» **STATED TASK 1**: Locate each line of the listing below that contains the word "most", and copy those lines.

» **PASSAGE TO READ**:

# Lecture 3: Python Sequences

Jianwen Zhu <jzhu@eecg.toronto.edu>
v2.0, 2024-09


# Agenda

* iteration construct
* sequences
  - string
  - list
  - dictionary
  - tuple

# While Statement

* recall recursive construction of countdown
* cost of function calls
* good old while loop


In [None]:
def countdown( n ) :
    while n > 0 : 
        print( n )
        n = n - 1
    print( 'Blastoff!' )
countdown(10)

## Forever loop

In [None]:
while True :
    line = input( '> ' ) 
    if line == 'done' :
        break
    print( line )
print( 'Done' )

## Square Root Approximation Algorithm

- Newton's algorithm
- A few caveats


In [None]:
epsilon = 0.01
def sra( a ) :
    x = a / 2
    while True:
          print( x )
          y = (x + a/x) / 2
          if abs(y-x) < epsilon :
             break
          x = y
    return x

In [None]:
sra( 16 )

In [None]:
sra( 25 )

* Recap
   - Multiple assignment: vars are initialized and assigned more than once
   - loop often has loop index, incremented by one each iteration
   - conditional evaluation and branch forming cycle

# Sequence Overview

  * an ordered collection (set) of values w/t standard functions (methods)

» **MATERIAL PROVIDED**:
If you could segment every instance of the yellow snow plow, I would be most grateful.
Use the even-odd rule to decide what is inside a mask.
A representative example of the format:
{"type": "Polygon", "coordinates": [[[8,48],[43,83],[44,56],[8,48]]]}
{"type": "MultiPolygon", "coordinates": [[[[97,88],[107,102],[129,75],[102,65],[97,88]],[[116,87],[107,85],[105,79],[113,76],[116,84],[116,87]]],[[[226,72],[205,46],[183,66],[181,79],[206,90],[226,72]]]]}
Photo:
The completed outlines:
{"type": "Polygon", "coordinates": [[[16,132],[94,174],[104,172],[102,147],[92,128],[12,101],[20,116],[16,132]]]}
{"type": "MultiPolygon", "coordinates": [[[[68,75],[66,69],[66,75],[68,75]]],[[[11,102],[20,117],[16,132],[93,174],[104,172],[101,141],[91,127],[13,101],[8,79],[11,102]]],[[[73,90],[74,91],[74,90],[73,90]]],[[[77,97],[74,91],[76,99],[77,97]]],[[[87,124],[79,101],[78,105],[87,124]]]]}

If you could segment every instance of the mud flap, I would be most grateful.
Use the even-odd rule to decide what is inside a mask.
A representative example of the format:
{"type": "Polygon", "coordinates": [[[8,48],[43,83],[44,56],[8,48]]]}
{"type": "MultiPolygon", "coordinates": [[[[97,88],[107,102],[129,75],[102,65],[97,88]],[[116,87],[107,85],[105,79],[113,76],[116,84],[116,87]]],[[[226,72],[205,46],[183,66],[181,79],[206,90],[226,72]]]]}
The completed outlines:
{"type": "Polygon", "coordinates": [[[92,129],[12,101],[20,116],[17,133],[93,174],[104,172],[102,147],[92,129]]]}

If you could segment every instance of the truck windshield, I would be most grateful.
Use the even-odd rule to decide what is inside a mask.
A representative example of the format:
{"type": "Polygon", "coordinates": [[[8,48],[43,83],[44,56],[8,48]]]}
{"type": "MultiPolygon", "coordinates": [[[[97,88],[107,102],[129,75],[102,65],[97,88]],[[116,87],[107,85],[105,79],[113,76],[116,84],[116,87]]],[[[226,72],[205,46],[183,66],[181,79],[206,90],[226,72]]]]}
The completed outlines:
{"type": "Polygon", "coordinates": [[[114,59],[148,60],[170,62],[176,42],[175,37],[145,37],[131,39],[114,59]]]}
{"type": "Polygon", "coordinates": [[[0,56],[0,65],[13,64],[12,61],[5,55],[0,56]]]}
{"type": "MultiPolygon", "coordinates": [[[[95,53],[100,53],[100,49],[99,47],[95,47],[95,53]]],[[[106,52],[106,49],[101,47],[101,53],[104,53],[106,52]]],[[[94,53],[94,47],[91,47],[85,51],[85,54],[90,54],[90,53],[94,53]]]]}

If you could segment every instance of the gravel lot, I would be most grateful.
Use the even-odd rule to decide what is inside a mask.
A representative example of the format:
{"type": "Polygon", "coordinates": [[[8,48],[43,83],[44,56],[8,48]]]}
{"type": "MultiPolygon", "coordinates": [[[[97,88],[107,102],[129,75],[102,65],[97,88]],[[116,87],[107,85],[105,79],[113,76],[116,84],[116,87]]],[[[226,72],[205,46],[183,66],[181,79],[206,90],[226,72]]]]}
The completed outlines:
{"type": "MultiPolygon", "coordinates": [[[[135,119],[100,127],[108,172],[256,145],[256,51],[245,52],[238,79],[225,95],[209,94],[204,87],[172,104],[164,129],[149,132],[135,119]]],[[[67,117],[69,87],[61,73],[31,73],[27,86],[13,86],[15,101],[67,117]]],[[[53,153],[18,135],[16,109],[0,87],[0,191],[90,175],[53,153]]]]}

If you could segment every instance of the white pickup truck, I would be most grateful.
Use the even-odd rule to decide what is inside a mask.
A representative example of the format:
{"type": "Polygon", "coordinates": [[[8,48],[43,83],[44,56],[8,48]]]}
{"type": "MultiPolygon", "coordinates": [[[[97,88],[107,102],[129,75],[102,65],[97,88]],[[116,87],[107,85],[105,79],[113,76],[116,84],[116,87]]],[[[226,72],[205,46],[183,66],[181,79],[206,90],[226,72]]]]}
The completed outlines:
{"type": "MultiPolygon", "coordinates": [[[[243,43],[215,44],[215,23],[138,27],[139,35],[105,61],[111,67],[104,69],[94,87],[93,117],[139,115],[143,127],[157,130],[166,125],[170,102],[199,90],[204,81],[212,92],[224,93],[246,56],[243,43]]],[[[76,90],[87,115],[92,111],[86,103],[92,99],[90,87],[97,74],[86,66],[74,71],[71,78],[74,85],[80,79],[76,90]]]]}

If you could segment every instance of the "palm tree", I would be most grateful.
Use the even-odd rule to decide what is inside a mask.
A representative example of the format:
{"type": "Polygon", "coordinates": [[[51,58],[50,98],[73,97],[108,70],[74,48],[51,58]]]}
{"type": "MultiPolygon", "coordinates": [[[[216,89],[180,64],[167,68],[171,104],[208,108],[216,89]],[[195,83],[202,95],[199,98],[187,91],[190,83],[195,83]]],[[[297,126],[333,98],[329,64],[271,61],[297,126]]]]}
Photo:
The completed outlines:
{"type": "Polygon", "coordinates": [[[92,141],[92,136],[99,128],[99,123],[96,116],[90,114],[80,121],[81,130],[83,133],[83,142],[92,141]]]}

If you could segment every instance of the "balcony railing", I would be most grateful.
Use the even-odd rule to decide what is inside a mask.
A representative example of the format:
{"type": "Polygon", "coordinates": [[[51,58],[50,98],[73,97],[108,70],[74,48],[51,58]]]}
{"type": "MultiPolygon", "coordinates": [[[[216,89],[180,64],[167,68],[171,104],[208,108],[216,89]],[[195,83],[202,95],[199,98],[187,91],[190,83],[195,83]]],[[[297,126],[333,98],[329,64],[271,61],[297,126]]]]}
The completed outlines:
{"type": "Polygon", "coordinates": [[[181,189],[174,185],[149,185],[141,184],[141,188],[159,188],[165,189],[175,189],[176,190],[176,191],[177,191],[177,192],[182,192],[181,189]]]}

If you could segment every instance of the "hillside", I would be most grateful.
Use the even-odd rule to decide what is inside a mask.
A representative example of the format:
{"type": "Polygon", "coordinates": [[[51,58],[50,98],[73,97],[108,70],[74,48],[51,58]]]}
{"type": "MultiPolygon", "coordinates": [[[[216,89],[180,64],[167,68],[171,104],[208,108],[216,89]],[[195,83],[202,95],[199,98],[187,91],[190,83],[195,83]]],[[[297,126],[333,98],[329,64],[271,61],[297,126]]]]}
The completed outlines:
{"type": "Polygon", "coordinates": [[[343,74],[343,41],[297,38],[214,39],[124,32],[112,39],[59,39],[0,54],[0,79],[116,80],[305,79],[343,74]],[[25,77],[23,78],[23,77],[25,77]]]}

» **STATED TASK 2**: For each statement, say whether it agrees with the Python sequences lecture above, answering yes or no and quoting the deciding words: (a) The agenda includes tuple among the sequences. (b) In the square root approximation code, epsilon is set to 0.001. (c) The recap states that a loop index is incremented by two each iteration.

» **WRITTEN ANSWER 1**:
If you could segment every instance of the yellow snow plow, I would be most grateful.
If you could segment every instance of the mud flap, I would be most grateful.
If you could segment every instance of the truck windshield, I would be most grateful.
If you could segment every instance of the gravel lot, I would be most grateful.
If you could segment every instance of the white pickup truck, I would be most grateful.
If you could segment every instance of the "palm tree", I would be most grateful.
If you could segment every instance of the "balcony railing", I would be most grateful.
If you could segment every instance of the "hillside", I would be most grateful.

» **WRITTEN ANSWER 2**:
(a) Yes: "- tuple"
(b) No: "epsilon = 0.01"
(c) No: "loop often has loop index, incremented by one each iteration"